• ACTIVITY: Return exactly, and only, the lines from the line containing "of the bear-shaped" through the final line of the records below, both included.

• RECORDS SUPPLIED:
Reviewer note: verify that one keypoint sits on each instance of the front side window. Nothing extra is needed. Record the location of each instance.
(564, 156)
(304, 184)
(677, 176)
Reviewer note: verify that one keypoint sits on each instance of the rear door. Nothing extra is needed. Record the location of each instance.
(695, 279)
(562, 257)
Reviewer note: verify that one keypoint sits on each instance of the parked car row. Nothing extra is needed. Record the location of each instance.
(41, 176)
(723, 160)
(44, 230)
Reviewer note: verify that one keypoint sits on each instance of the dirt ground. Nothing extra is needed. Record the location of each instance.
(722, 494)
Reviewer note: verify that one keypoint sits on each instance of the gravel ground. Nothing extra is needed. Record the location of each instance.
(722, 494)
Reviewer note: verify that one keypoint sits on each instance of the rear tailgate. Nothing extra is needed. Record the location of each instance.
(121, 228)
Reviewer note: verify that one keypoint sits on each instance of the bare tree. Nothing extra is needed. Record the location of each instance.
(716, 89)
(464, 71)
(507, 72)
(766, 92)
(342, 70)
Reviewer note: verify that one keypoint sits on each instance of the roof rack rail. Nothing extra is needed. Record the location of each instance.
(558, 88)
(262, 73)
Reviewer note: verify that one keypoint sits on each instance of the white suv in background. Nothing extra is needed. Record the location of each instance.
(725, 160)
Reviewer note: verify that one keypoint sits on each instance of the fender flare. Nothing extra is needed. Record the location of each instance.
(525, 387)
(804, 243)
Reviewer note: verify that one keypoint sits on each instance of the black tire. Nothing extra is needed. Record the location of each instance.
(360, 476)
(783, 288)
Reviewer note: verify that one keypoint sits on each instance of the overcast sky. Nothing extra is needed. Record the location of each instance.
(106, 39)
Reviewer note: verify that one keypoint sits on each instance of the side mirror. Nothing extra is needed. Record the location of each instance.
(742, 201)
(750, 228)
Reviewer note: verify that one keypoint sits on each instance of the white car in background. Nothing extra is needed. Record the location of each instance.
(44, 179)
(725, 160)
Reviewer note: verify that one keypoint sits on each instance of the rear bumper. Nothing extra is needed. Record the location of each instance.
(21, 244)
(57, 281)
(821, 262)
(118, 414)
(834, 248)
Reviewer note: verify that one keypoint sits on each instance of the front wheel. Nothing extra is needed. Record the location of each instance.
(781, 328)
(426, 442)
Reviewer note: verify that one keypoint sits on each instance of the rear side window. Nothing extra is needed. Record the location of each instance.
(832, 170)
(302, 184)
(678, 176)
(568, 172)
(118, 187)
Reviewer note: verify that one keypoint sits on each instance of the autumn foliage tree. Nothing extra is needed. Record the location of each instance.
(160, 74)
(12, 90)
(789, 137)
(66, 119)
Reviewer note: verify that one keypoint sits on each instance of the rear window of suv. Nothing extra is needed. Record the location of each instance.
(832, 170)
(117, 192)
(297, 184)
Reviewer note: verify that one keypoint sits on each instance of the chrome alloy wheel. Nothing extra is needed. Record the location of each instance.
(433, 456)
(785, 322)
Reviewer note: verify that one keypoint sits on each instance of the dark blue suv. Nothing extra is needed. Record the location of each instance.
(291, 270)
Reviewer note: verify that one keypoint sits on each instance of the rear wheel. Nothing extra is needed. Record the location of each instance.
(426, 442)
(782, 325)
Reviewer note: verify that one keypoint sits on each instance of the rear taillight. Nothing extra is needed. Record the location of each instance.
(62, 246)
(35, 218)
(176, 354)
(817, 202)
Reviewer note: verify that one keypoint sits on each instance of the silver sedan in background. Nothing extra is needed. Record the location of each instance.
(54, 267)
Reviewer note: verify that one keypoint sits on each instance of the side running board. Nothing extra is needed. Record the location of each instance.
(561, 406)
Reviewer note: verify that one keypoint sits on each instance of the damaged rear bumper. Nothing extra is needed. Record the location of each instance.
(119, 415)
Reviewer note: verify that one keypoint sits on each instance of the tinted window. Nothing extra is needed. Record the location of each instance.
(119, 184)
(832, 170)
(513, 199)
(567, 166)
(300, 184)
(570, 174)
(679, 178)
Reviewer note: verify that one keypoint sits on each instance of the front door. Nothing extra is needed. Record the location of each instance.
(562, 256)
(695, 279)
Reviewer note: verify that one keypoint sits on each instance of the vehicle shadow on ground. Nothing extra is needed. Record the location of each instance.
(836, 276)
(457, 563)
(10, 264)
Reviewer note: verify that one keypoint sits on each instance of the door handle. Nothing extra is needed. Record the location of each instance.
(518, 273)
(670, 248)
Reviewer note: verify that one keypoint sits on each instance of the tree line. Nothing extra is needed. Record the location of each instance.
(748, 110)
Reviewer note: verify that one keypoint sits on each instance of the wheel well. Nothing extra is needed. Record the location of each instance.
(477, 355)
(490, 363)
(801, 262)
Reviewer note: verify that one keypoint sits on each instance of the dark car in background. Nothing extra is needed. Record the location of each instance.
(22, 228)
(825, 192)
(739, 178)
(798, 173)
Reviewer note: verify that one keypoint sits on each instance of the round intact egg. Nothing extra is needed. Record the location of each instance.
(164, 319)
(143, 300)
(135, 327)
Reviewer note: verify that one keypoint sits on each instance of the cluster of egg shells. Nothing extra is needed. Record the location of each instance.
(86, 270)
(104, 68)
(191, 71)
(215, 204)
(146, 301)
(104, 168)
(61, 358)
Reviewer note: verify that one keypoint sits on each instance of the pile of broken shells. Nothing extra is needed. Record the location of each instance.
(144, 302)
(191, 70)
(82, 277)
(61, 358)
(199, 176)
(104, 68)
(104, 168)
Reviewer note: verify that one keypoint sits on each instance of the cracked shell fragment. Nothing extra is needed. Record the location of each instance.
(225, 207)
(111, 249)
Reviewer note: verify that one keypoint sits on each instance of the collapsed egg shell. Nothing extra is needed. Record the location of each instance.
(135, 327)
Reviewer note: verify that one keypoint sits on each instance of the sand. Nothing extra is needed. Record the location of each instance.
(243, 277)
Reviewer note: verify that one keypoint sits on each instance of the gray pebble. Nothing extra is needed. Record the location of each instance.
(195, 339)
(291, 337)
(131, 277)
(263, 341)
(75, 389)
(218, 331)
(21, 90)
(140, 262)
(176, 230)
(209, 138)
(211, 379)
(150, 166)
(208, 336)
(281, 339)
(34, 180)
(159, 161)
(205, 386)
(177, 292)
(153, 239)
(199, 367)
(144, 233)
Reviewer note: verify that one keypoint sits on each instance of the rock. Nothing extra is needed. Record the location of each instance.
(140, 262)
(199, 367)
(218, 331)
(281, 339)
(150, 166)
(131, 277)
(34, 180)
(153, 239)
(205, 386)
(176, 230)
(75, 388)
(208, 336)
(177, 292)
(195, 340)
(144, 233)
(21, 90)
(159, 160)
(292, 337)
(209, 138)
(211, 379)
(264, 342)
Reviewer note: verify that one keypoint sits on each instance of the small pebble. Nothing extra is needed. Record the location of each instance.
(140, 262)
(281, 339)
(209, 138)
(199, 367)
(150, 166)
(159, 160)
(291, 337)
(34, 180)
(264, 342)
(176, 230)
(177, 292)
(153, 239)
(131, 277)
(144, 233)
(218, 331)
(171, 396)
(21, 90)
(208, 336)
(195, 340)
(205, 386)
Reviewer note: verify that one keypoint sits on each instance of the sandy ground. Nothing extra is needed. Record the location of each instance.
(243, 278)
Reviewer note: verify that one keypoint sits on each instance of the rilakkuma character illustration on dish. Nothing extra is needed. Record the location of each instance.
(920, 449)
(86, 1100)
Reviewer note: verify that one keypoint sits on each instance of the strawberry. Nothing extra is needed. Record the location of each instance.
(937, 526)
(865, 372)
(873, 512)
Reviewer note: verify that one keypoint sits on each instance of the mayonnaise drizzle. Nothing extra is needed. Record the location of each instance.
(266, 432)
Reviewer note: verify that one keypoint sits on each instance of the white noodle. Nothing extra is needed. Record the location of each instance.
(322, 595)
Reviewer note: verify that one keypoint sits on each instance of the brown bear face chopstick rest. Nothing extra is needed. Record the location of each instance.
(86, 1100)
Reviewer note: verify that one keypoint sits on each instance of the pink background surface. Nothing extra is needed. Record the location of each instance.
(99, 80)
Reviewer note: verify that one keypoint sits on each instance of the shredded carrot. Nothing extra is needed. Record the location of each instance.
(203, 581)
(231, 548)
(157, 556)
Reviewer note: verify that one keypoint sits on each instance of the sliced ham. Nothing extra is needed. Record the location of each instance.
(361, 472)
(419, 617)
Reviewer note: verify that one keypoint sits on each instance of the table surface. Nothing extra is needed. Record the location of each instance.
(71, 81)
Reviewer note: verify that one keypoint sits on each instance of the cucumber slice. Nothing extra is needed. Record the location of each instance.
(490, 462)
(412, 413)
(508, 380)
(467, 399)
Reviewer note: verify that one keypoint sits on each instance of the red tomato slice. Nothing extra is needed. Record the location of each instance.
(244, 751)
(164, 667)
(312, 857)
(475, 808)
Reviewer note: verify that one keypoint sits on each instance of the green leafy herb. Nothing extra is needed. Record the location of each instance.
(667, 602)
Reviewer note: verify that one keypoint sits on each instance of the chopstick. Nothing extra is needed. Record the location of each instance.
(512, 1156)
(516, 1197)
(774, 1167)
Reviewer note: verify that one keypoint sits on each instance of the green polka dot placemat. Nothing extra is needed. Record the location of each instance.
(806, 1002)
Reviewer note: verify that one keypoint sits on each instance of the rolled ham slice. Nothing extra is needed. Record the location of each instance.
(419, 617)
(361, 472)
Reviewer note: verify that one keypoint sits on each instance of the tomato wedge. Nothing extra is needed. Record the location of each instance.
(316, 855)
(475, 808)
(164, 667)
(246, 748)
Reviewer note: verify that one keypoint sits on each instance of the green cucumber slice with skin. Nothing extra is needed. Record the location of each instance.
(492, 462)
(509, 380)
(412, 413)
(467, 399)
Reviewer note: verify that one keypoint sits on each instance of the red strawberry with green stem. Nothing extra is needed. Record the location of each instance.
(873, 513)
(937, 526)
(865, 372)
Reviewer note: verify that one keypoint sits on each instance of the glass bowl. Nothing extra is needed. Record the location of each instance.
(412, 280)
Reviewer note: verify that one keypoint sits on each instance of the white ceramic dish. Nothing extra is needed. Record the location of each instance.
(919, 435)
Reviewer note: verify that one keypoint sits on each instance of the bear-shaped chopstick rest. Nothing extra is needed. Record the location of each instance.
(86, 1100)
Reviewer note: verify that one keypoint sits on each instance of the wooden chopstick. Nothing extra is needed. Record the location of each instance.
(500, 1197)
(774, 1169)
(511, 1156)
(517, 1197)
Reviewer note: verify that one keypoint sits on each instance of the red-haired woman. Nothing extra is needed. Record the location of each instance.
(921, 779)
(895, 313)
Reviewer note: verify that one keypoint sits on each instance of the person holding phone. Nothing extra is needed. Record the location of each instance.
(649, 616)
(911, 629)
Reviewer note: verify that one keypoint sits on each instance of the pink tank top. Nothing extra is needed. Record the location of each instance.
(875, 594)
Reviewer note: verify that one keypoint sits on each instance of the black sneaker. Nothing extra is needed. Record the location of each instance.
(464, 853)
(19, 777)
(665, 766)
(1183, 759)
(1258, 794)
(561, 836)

• SOLUTION TO THIS EXERCISE:
Reviewer note: verify that one keypoint sits on each instance of the bear-shaped chopstick rest. Nothing extra is needed. Record the location of each instance.
(86, 1100)
Reviewer note: verify that one keypoint sits on each instance of the wooden chopstick. Nothing extra is needed. Record the location of each instance.
(500, 1197)
(774, 1169)
(511, 1156)
(517, 1197)
Reviewer note: verify that one keypoint sits on each instance of the red-haired woman. Nothing extra is needed. Record the location of each instance.
(921, 779)
(895, 313)
Reviewer note: verify that one keypoint sits on each instance of the person holding phone. Nothing extra is needed. Record the location of each instance.
(649, 616)
(911, 629)
Reviewer note: verify that one keypoint sits on each instance of the pink tank top. Nothing extra is needed. Record the location of each instance.
(875, 594)
Reviewer note: verify that one keypoint sits on each instance of the black sneaker. Nothing extra is needed. Record the location of each instance.
(464, 853)
(19, 777)
(665, 766)
(1183, 759)
(1258, 794)
(561, 836)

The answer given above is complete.